[Records]
>> begin

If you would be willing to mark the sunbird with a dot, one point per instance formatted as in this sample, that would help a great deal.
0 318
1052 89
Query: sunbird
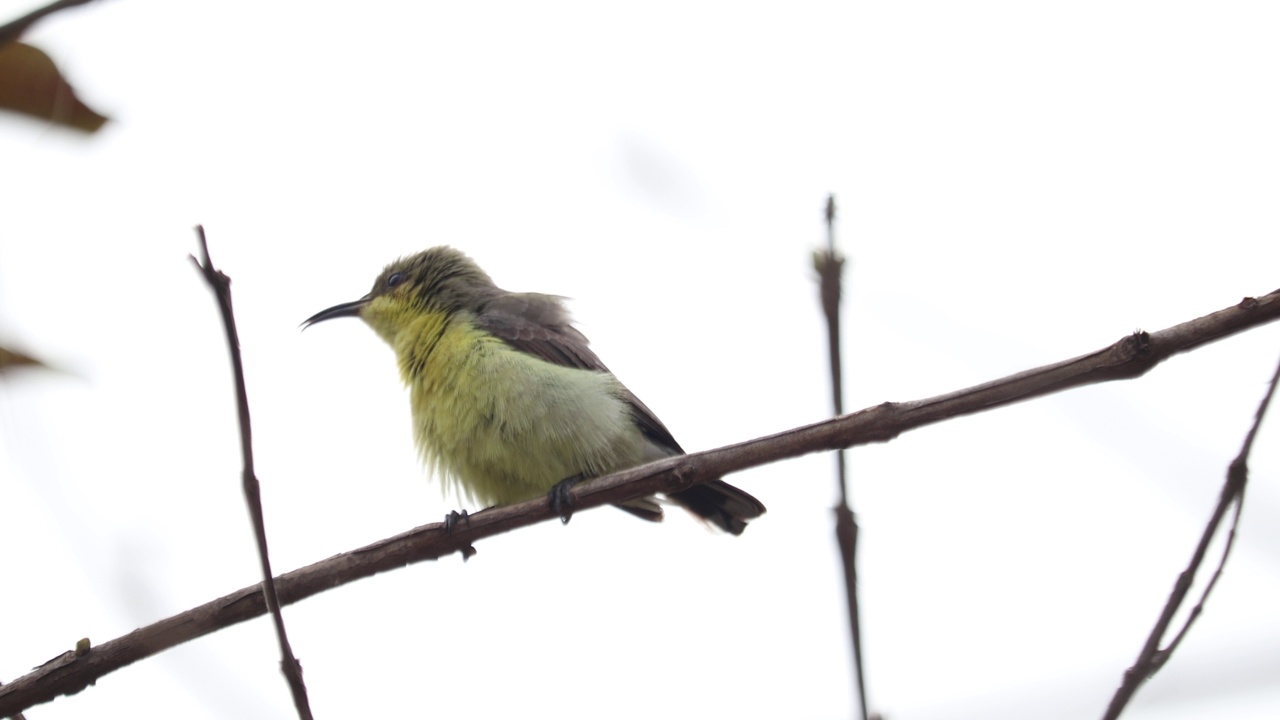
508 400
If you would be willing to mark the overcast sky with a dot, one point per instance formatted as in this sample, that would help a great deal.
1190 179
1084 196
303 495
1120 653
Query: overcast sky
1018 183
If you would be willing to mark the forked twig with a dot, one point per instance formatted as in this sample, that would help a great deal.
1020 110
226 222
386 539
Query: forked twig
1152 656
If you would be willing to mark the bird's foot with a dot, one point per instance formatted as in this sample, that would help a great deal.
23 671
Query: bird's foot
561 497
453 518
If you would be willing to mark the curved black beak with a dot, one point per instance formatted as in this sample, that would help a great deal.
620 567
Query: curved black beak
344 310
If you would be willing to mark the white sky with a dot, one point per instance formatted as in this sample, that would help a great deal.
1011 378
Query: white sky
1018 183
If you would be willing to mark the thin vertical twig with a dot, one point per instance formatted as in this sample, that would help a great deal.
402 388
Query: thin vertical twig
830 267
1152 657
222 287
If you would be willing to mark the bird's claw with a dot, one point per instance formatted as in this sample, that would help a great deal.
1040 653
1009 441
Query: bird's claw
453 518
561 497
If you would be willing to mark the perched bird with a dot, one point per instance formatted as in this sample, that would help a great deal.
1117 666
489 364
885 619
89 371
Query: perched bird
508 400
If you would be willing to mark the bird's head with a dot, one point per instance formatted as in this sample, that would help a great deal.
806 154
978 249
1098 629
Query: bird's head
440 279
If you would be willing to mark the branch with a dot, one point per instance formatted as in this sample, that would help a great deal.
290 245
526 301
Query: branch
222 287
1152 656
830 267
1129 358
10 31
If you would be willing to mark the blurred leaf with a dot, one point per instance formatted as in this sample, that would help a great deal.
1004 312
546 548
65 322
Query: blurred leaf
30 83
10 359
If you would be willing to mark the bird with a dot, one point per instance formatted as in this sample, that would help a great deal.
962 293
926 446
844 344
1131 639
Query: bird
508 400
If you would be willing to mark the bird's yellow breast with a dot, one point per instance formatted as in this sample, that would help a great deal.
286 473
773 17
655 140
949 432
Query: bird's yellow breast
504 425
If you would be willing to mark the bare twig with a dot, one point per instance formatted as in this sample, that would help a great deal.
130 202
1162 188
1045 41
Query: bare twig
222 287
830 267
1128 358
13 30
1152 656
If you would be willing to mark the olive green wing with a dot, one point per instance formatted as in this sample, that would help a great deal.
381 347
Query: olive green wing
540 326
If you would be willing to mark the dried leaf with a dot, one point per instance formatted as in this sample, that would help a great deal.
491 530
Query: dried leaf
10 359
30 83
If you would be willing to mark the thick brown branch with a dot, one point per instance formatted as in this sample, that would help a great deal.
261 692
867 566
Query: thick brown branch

>> end

● **Stated exercise**
Rescale the records from the line containing "If you would be willing to mark the bare" through the end of the records, both included, and write all of those lines out again with the requests. Multiply every answer coordinate by 1.15 and round to whole numbers, rounding halves up, but leave the numbers in the requests and their format samples as they are.

● **The response**
If you would be willing to mark the bare twig with a dot, one point per instance formatted as in this sample, that would help a great deal.
130 202
1162 188
1045 41
Query: bare twig
255 330
955 307
1297 412
15 35
1325 754
If you would be willing to mark the olive green wing with a dot, one point per instance formatted as in this sample, that would help a great deal.
381 347
Query: olive green wing
621 375
If you would be willing to mark the dried leaf with a dot, one point per instance formatted as in this sample, that would help a great deal.
491 530
Query: dried leaf
12 413
35 95
If you would be willing to mark the thick brown branch with a dot, one point per instance formatted as in this sample, that would help a great deal.
261 692
867 566
Query: thick brown branch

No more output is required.